Written task
Convert the lines below into a JSON list of strings, one string per line, skipping blank lines and leaving out the pictures.

## start

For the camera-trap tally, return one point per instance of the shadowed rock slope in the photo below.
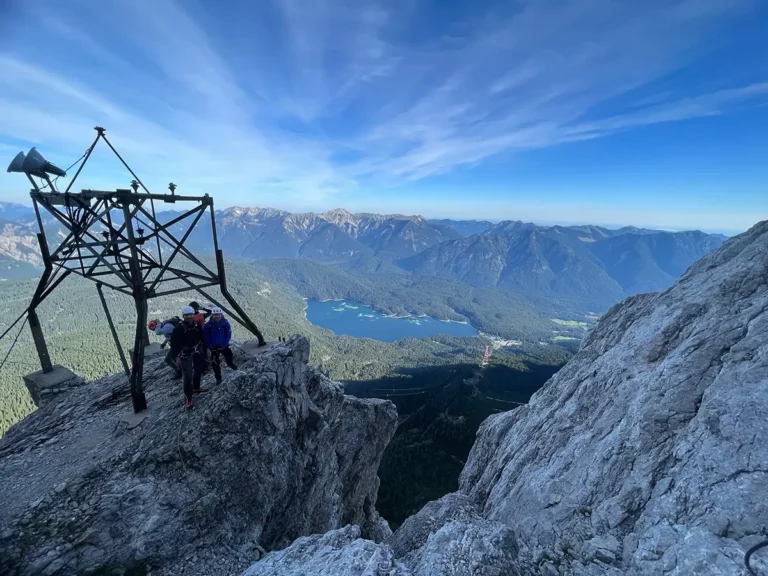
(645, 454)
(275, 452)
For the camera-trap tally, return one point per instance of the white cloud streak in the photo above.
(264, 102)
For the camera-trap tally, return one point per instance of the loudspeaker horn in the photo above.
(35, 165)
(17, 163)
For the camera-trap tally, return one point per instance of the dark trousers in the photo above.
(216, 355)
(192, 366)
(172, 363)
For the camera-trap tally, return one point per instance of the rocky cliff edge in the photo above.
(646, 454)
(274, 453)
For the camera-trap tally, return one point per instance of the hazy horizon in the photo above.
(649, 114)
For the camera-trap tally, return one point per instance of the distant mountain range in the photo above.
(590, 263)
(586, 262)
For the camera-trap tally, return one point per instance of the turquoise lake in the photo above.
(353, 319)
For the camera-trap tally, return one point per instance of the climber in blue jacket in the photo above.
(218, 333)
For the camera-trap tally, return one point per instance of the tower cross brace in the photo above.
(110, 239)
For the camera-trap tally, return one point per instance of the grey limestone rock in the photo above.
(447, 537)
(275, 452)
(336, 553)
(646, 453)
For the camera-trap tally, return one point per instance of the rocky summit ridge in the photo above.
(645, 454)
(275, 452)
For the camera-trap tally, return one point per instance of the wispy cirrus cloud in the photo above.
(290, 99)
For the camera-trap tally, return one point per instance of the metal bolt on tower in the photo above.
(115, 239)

## end

Answer for the task
[
  "For the camera-trap tally, return one point per instance of the shadowed rock slope in the photo below.",
  "(645, 454)",
  "(275, 452)",
  "For the camera-trap tally, return one point per instance of the white cloud streak in the photo above.",
  "(264, 102)",
  "For the camera-trap tally, return one point per instance of the loudspeaker horn in the photo above.",
  "(35, 165)",
  "(17, 163)",
  "For the camera-trap tally, return one point per instance of the dark trousers in the photo above.",
  "(216, 355)",
  "(192, 366)",
  "(172, 363)",
  "For the camera-trap tally, return one point per instance of the rocky cliff edge in the photo above.",
  "(646, 454)",
  "(274, 453)",
  "For the camera-trap tally, return one point per instance of the hazy horizon in the photo above.",
  "(649, 114)",
  "For the camera-trap tally, return one point per instance of the distant mountain range in the photo above.",
  "(590, 263)",
  "(586, 262)",
  "For the camera-trap tally, return one point per instance of the turquoise lake in the photo above.",
  "(353, 319)",
  "For the camera-trap tally, return one point per instance of the climber in blue jacket in the photo above.",
  "(218, 333)",
  "For the camera-trap tally, return one point per instance of the tower cross brace in the photo above.",
  "(110, 239)",
  "For the camera-trap tally, return one point per instance of the grey limestone rock in the photo above.",
  "(447, 537)",
  "(275, 452)",
  "(336, 553)",
  "(646, 453)",
  "For the camera-trap tally, return one point per instance of the rocky summit ridge in the photo above.",
  "(645, 454)",
  "(275, 452)",
  "For the camera-trap tally, return one point per instance of the wispy cirrus cloud in the photo above.",
  "(290, 99)",
  "For the camera-trap tally, return one point per instance of the metal bolt on tower in the photo above.",
  "(115, 239)"
]